## Job
Give the entries again exactly, every one of them.

## Data supplied
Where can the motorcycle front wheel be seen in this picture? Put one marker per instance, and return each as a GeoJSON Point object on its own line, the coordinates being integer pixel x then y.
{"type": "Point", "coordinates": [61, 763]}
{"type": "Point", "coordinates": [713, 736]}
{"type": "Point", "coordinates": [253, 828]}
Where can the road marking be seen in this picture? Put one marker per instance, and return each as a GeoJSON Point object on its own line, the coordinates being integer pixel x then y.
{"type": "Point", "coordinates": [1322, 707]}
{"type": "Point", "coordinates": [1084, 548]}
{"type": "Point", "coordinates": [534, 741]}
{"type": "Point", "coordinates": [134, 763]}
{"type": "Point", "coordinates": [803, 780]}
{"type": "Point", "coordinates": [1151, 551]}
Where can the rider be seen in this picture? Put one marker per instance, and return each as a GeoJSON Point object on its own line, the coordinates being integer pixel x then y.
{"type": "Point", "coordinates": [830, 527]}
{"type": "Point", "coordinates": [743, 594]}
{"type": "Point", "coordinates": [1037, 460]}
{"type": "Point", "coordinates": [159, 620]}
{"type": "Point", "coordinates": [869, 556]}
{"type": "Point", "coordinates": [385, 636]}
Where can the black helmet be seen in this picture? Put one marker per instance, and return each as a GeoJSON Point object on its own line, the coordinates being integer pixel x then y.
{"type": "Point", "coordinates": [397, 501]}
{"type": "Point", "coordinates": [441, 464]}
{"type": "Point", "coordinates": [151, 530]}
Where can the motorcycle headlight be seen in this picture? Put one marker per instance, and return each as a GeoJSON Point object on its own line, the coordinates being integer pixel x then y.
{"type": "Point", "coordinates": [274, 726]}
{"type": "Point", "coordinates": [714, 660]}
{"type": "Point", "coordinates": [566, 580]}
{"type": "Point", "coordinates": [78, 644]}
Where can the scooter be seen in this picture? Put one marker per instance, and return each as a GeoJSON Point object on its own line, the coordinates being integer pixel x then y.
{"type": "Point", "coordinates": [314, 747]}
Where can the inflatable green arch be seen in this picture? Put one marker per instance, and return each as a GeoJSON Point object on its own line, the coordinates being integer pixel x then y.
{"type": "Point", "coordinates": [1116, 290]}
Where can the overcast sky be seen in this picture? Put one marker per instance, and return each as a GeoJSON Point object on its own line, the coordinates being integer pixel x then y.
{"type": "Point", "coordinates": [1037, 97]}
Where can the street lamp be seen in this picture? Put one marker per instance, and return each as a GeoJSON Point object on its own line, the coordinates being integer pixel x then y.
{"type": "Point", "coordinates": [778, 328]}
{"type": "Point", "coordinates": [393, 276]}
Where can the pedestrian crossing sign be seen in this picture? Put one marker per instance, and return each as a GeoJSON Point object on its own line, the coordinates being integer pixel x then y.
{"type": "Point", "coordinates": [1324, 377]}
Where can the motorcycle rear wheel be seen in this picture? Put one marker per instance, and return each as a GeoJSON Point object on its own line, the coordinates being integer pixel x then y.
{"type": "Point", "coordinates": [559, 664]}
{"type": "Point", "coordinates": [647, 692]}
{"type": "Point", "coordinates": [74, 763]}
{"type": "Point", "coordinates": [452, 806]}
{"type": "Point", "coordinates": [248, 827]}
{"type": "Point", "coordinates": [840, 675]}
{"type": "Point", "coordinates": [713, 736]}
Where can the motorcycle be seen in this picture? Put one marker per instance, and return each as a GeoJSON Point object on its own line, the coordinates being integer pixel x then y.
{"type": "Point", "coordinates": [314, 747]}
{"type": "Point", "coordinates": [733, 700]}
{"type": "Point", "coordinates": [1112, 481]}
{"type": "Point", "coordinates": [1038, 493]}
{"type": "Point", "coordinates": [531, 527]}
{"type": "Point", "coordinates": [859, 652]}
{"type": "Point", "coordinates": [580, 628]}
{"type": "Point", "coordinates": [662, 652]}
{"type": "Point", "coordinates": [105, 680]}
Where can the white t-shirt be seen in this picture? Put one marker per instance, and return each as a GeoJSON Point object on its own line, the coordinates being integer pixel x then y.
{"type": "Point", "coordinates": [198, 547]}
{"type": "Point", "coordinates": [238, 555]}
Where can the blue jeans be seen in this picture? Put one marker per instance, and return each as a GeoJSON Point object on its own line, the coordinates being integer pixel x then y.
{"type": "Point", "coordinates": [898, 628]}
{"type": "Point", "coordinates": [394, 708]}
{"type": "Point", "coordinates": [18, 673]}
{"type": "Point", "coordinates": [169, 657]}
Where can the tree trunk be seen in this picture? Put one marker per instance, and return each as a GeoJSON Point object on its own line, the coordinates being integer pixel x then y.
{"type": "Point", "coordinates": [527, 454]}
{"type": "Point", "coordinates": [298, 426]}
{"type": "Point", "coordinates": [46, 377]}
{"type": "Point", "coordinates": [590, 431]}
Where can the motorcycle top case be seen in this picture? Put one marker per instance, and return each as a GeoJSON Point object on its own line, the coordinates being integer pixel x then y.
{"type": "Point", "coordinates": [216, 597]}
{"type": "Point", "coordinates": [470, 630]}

## Answer to this problem
Where can the motorcycle front wheel be seen in this picture? Put one marker per instance, and return each as a GeoJSON Point object on its own line, the coordinates being integer pixel x then y.
{"type": "Point", "coordinates": [61, 763]}
{"type": "Point", "coordinates": [713, 736]}
{"type": "Point", "coordinates": [253, 828]}
Where can the road marking be seen in this picture? Put one marker per instance, and return each as a GeoJSON Point object on its own line, the coordinates being integer pixel x then y.
{"type": "Point", "coordinates": [1322, 707]}
{"type": "Point", "coordinates": [1084, 548]}
{"type": "Point", "coordinates": [534, 741]}
{"type": "Point", "coordinates": [134, 763]}
{"type": "Point", "coordinates": [803, 780]}
{"type": "Point", "coordinates": [1151, 551]}
Where can the rider be seen in this picture? Put one marker per instance, and return each as a GeoJSON Point object on its own line, the coordinates being integer pixel x then y.
{"type": "Point", "coordinates": [830, 527]}
{"type": "Point", "coordinates": [743, 594]}
{"type": "Point", "coordinates": [1037, 460]}
{"type": "Point", "coordinates": [159, 620]}
{"type": "Point", "coordinates": [869, 556]}
{"type": "Point", "coordinates": [385, 636]}
Where can the black helmet be seen in this picture? Put one marker per instance, and return each as a GeoJSON Point object on its own line, the coordinates being integer pixel x then y.
{"type": "Point", "coordinates": [397, 501]}
{"type": "Point", "coordinates": [441, 464]}
{"type": "Point", "coordinates": [151, 530]}
Where can the motorcycle headlight be seen in this picture? Put one marker per instance, and return each as a GeoJSON Point object on its own line, the coordinates being integer pixel x then y.
{"type": "Point", "coordinates": [274, 726]}
{"type": "Point", "coordinates": [714, 660]}
{"type": "Point", "coordinates": [566, 580]}
{"type": "Point", "coordinates": [78, 644]}
Where can the scooter be seen in this picture? Put one marker per instance, and return each as a GeoJSON Point object on its own line, the coordinates being integer pixel x then y.
{"type": "Point", "coordinates": [314, 747]}
Where can the inflatable green arch be seen in this picture? Put one marker per instance, and return each as a GeoJSON Point object on its own line, the coordinates being integer pixel x then y.
{"type": "Point", "coordinates": [1116, 290]}
Where can the overcast sky be seen in this picture? Put one marker per instance, and return each as a GeoJSON Point object on its own line, the coordinates being integer pixel x then y.
{"type": "Point", "coordinates": [1037, 97]}
Where can the street lamp be seen in this picture? Put one marker per instance, and return each as a GeoJSON Point object on its own line, the coordinates being integer pixel x then y.
{"type": "Point", "coordinates": [778, 328]}
{"type": "Point", "coordinates": [393, 276]}
Where can the pedestrian crossing sign be seen in this picture? Put one marker per instance, and return each as a GeoJSON Point object on its own line, the coordinates being integer pixel x then y.
{"type": "Point", "coordinates": [1324, 377]}
Where can the motorcycle rear wheel be seen in this picture? Put one marker per instance, and return each as a GeoJSON Point object on its own line, the coordinates being integer pixel x then y.
{"type": "Point", "coordinates": [559, 664]}
{"type": "Point", "coordinates": [647, 692]}
{"type": "Point", "coordinates": [74, 763]}
{"type": "Point", "coordinates": [452, 806]}
{"type": "Point", "coordinates": [248, 827]}
{"type": "Point", "coordinates": [840, 675]}
{"type": "Point", "coordinates": [713, 736]}
Where can the motorcycle be seen in this picture? Put one marker per instance, and return each as a GeoJSON Point object on its own line, the coordinates being integer pixel x then y.
{"type": "Point", "coordinates": [314, 747]}
{"type": "Point", "coordinates": [733, 700]}
{"type": "Point", "coordinates": [1112, 481]}
{"type": "Point", "coordinates": [1038, 493]}
{"type": "Point", "coordinates": [531, 527]}
{"type": "Point", "coordinates": [859, 652]}
{"type": "Point", "coordinates": [580, 628]}
{"type": "Point", "coordinates": [662, 652]}
{"type": "Point", "coordinates": [105, 680]}
Where can the white t-shirt be seen in this picture? Put one marker per instance, and return each as a GeoJSON Point object on its own line, the coordinates being integer pixel x then y.
{"type": "Point", "coordinates": [198, 547]}
{"type": "Point", "coordinates": [238, 555]}
Where can the blue jeans be seen in this picture? Put one marker per instance, and return each as a GeoJSON Point object on its own line, the coordinates being integer pixel x then y.
{"type": "Point", "coordinates": [898, 628]}
{"type": "Point", "coordinates": [394, 708]}
{"type": "Point", "coordinates": [18, 673]}
{"type": "Point", "coordinates": [169, 657]}
Where can the tree trunk be seen in this picture? Put one marker per instance, and return each as a GeoJSON Point object on its own line, the coordinates being integer pixel x then y.
{"type": "Point", "coordinates": [527, 454]}
{"type": "Point", "coordinates": [298, 426]}
{"type": "Point", "coordinates": [46, 377]}
{"type": "Point", "coordinates": [590, 431]}
Where can the motorcycle top case be seen in this picture? Put one marker per instance, and return each as a GeoJSON Point object on its own line, the coordinates being integer pixel x then y.
{"type": "Point", "coordinates": [216, 597]}
{"type": "Point", "coordinates": [470, 630]}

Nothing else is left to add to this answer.